Entries from a dataset:
# # # # # # #
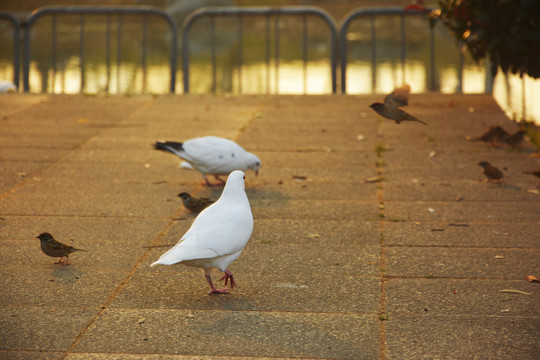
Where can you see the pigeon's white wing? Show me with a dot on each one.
(399, 97)
(186, 249)
(213, 155)
(217, 231)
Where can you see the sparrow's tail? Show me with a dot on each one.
(170, 146)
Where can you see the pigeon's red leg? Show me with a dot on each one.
(228, 275)
(214, 290)
(221, 183)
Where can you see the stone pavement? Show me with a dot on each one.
(372, 240)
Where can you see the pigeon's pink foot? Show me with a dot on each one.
(228, 275)
(219, 291)
(214, 290)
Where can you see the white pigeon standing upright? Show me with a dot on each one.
(218, 235)
(211, 155)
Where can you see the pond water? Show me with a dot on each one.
(284, 73)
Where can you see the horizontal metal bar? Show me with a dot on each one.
(365, 13)
(16, 44)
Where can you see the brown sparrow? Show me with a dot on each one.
(392, 102)
(55, 248)
(195, 204)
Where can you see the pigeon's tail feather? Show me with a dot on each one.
(170, 146)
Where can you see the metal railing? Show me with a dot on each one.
(83, 11)
(371, 14)
(267, 12)
(16, 44)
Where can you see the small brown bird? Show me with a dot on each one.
(494, 134)
(491, 172)
(195, 204)
(535, 173)
(392, 102)
(55, 248)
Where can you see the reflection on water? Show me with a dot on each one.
(125, 75)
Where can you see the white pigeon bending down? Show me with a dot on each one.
(212, 155)
(218, 235)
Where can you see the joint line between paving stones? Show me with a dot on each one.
(379, 165)
(141, 259)
(71, 150)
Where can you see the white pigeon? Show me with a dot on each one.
(211, 155)
(218, 235)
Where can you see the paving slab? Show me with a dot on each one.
(233, 333)
(372, 240)
(461, 337)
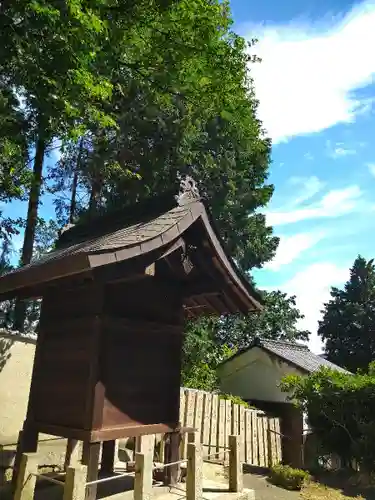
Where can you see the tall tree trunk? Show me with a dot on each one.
(73, 199)
(31, 221)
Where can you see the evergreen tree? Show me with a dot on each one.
(348, 324)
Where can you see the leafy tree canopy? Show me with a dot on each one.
(340, 409)
(349, 318)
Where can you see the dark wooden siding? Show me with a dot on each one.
(63, 388)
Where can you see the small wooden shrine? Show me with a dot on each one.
(116, 292)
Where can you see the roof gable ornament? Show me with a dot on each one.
(188, 191)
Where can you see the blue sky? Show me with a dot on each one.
(316, 86)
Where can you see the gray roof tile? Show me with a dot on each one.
(297, 354)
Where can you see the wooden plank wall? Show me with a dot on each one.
(215, 419)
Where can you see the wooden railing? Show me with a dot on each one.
(216, 419)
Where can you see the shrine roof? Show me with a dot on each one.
(143, 229)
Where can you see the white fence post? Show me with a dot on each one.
(26, 477)
(75, 483)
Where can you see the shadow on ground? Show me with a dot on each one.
(345, 481)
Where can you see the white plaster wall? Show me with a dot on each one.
(16, 363)
(255, 374)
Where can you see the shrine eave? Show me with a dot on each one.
(144, 241)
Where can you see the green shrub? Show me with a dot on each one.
(287, 477)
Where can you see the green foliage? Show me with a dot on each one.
(184, 103)
(288, 478)
(277, 321)
(201, 356)
(236, 400)
(209, 341)
(341, 409)
(349, 317)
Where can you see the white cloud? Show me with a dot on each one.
(309, 71)
(309, 187)
(339, 150)
(371, 168)
(312, 289)
(334, 203)
(308, 156)
(290, 247)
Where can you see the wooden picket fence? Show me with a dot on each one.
(216, 419)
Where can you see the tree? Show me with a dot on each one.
(340, 408)
(184, 103)
(209, 341)
(47, 54)
(349, 318)
(14, 173)
(277, 321)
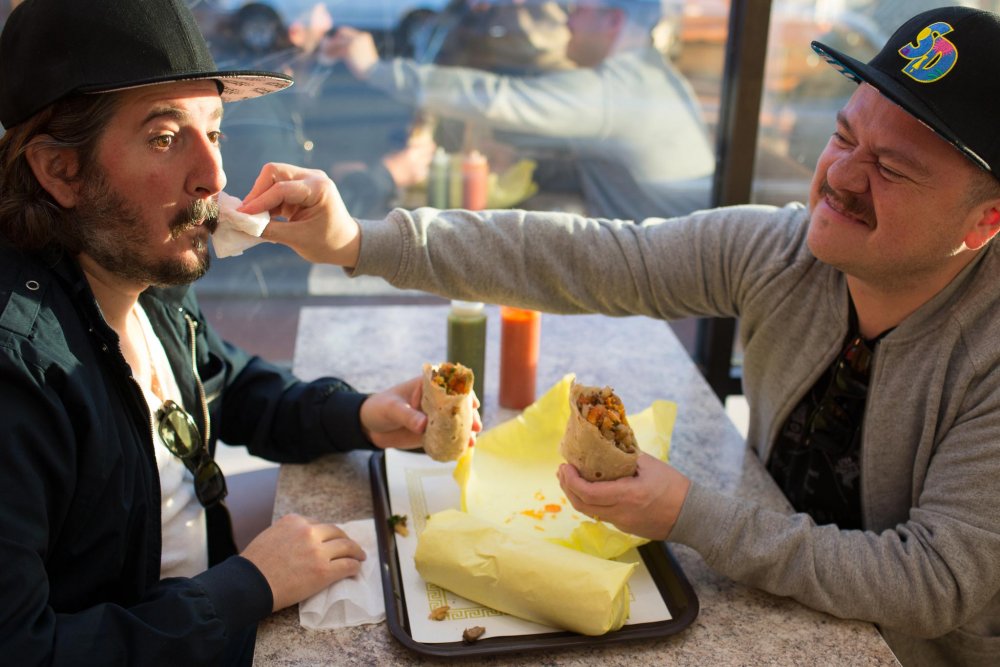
# # # # # # #
Write out every row above again, changing each "Where can you see" to "Where do you see" and keeping everything else the same. Do not include the pictures.

Where do you see the pigeon's white wing? Show me with a dot on each one.
(399, 97)
(186, 249)
(213, 155)
(217, 231)
Where do you see the sparrow's tail? Show me with a dot on each one.
(170, 146)
Where do you see the pigeon's red leg? Show me with a dot on each one.
(228, 275)
(214, 290)
(221, 183)
Where do you see the stone pavement? Show me with a dot on each one.
(372, 240)
Where do you see the pigeon's pink foot? Show me with a dot on each one.
(228, 275)
(219, 291)
(214, 290)
Where do you see the white pigeon standing upright? Show me with a dot on each one.
(218, 235)
(211, 155)
Where do you see the pond water? Show me with a dot on each one.
(284, 73)
Where do you see the horizontal metal bar? Show me with a dot on each one.
(365, 13)
(16, 44)
Where do you see the brown sparrow? Show me with a dot on each one.
(392, 102)
(55, 248)
(195, 204)
Where do you see the pigeon's tail feather? Show me with a dot on each one.
(170, 146)
Where do you see the metal railing? Show me with a dot on each one.
(83, 11)
(371, 14)
(267, 12)
(16, 44)
Where do you see the small brown bird? Show me with a dot on each one.
(494, 134)
(491, 172)
(195, 204)
(535, 173)
(392, 102)
(55, 248)
Where do you see the reflection on water? Show me with a dot on each one.
(125, 75)
Where do you see the white pigeon bending down? Show me with a dot on each one.
(212, 155)
(218, 235)
Where do you see the joint line between paving stones? Show me with a dot on each one.
(379, 165)
(141, 259)
(71, 150)
Where do you see the white pigeon? Show me with a dot on each one.
(211, 155)
(218, 235)
Where do you see the paving slab? Show me with a dot on each one.
(233, 333)
(372, 240)
(461, 337)
Where do you see the tall tree trunk? Show me with a dot on each one.
(73, 199)
(31, 221)
Where do you see the evergreen tree? Show me with a dot on each one.
(348, 324)
Where do you see the leafy tree canopy? Show me with a dot on each one.
(340, 409)
(349, 318)
Where do you see the dark wooden siding? Show me with a dot on each one.
(63, 388)
Where do you see the small wooden shrine? Show me with a dot on each one.
(116, 292)
Where do you see the roof gable ornament? Show me with a dot on each one.
(188, 191)
Where do you see the blue sky? Show me with a dot on each one.
(316, 86)
Where do you see the gray roof tile? Show me with a dot on each one.
(297, 354)
Where do you see the wooden plank wall? Show me with a dot on each one.
(215, 419)
Where do you see the wooden railing? Show me with a dot on each one.
(216, 419)
Where do you see the shrine roof? Show me with a dot on each one.
(143, 229)
Where do you see the white fence post? Show me with a dot on each one.
(26, 477)
(75, 483)
Where do you see the shadow on ground? Show me with a dot on each one.
(345, 481)
Where do you see the white plaster wall? Show me with a dot on each one.
(16, 363)
(255, 374)
Where do you see the shrine eave? Show me with a dot on each one.
(144, 241)
Where do you see the green shrub? Show me with a dot on each one.
(287, 477)
Where do you see the green foliage? Show me with a dot on each one.
(184, 103)
(288, 478)
(277, 321)
(201, 356)
(236, 400)
(209, 341)
(341, 409)
(349, 317)
Where do you see the white cloud? Show me with a dot on each one.
(309, 71)
(309, 187)
(339, 150)
(371, 168)
(312, 289)
(334, 203)
(308, 156)
(290, 247)
Where do you see the wooden picket fence? Show me with a dot on each one.
(216, 419)
Where do you see the tree? Show me with a dot on each one.
(340, 408)
(184, 103)
(209, 341)
(47, 54)
(349, 318)
(14, 173)
(277, 321)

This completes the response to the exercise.